> TEXT PROVIDED
○ ○ ○ ○

My friends at inKind Hospitality, which provides non-dilutive financing to more than 700 restaurants in the United States (Carbone Dallas included), were at Carbone Beach on Thursday, too. While inKind’s CEO and co-founder Johann Moonesinghe stood in line for caviar-topped hand rolls, he ran into various venture capitalists and real estate heavyweights and explained that his company funds restaurant expansion for Danny Meyer, Michael Mina and José Andrés by buying food-and-beverage credit and selling it on its app.
Food, celebrity and business also overlapped again and again Friday at the GR8 Experience’s Once Upon a Kitchen dinner, where Bottura served dishes like his pasta-less “pasta al pesto in abstract” to guests including Lindsey Vonn and Maverick Carter (both of whom also attended Carbone Beach). Stephen Ross, Nathan Forbes and Greg Maffei were there, too, as Bottura explained how his “crunchy part of the lasagna” dish was inspired by childhood memories. Then Bottura told the affluent guests that another dish, his “beautiful psychedelic, spin-painted veal charcoal-grilled with glorious colors as a painting,” was a nod to Damien Hirst. Bottura also said that his first Miami restaurant, Torno Subito, should open in a few months and that Mayor Francis Suarez assured him this was possible.
Another dining highlight of the week was a Thursday lunch at Wynwood hot spot Doya that I shared with hospitality tech-stack entrepreneur/investor Shu Chowdhury (who successfully exited Salido in 2020 and has a portfolio of startups at Bowery Engine) and power real-estate publicist Caroline Underwood Burman of Kreps PR. Doya, where 2023 Miami Grand Prix winner and two-time defending F1 world champion Max Verstappen has dined multiple times, serves chef Erhan Kostepen’s glorious Mediterranean food like muhammara, spicy yogurt, charcoal-grilled octopus and lamb kebabs at a beautiful indoor/outdoor setting.

○ ○ ○ ○

> GIVEN ENTRIES
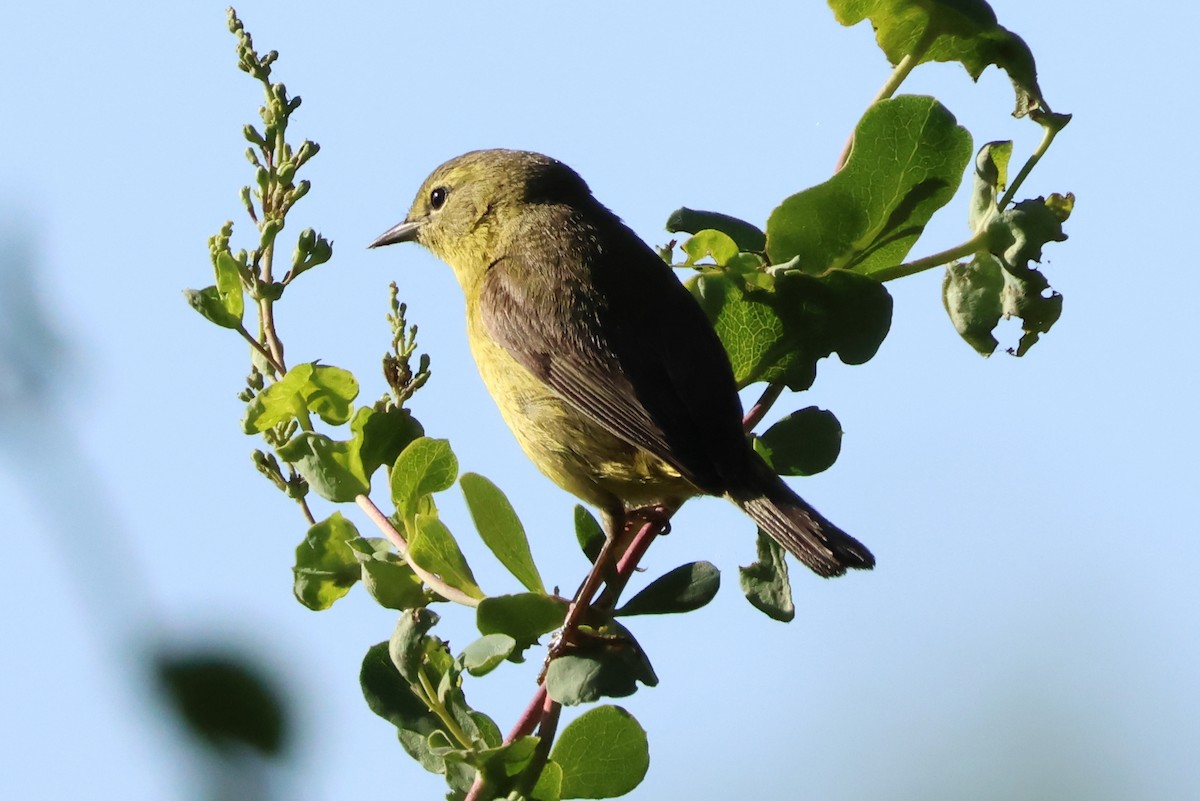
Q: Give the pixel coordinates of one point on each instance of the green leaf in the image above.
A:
(683, 589)
(226, 700)
(501, 529)
(229, 283)
(408, 644)
(383, 434)
(331, 468)
(958, 30)
(425, 467)
(709, 244)
(603, 663)
(550, 783)
(907, 161)
(802, 444)
(745, 235)
(971, 293)
(603, 753)
(328, 392)
(779, 335)
(1000, 283)
(523, 616)
(588, 534)
(387, 577)
(486, 652)
(211, 306)
(765, 583)
(325, 566)
(433, 548)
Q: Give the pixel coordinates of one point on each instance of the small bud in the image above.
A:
(270, 229)
(300, 190)
(252, 136)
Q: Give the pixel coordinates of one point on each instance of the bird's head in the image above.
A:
(469, 209)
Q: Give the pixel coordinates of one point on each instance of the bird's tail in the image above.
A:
(825, 548)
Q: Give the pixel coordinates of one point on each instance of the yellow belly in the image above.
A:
(574, 451)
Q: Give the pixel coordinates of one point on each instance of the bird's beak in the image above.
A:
(405, 232)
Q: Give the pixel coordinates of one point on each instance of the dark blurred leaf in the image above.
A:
(601, 663)
(390, 697)
(683, 589)
(603, 753)
(765, 583)
(745, 235)
(226, 700)
(778, 336)
(588, 534)
(802, 444)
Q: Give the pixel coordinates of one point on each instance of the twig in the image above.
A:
(761, 407)
(892, 84)
(396, 538)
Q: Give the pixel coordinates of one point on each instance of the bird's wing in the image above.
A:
(622, 339)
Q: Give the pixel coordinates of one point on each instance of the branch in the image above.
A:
(396, 538)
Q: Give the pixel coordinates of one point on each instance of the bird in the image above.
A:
(601, 362)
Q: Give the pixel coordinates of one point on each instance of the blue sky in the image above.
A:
(1030, 631)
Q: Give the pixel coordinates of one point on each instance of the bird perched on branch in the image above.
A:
(601, 362)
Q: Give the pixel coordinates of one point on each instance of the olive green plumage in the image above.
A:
(601, 362)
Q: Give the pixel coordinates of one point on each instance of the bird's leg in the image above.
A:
(616, 541)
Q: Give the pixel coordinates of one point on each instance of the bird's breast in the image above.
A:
(567, 443)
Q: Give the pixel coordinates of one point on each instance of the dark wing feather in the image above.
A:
(611, 329)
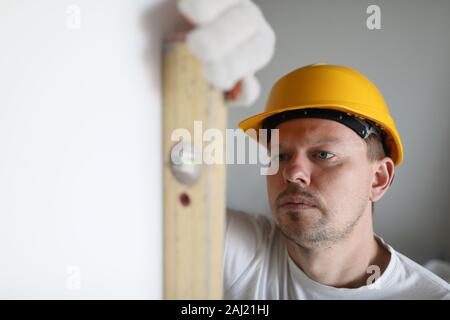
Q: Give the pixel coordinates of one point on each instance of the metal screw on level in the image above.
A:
(183, 165)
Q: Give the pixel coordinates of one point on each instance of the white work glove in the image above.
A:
(233, 40)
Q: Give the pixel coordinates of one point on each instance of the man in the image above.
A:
(337, 150)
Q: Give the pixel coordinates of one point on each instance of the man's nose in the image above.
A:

○ ○ ○ ○

> BRIEF
Please rewrite the part of the passage on Miami dining starting at "Food, celebrity and" and ending at "this was possible.", changing "Friday" to "Saturday". The data isn't needed for this.

> ANSWER BOX
Food, celebrity and business also overlapped again and again Saturday at the GR8 Experience’s Once Upon a Kitchen dinner, where Bottura served dishes like his pasta-less “pasta al pesto in abstract” to guests including Lindsey Vonn and Maverick Carter (both of whom also attended Carbone Beach). Stephen Ross, Nathan Forbes and Greg Maffei were there, too, as Bottura explained how his “crunchy part of the lasagna” dish was inspired by childhood memories. Then Bottura told the affluent guests that another dish, his “beautiful psychedelic, spin-painted veal charcoal-grilled with glorious colors as a painting,” was a nod to Damien Hirst. Bottura also said that his first Miami restaurant, Torno Subito, should open in a few months and that Mayor Francis Suarez assured him this was possible.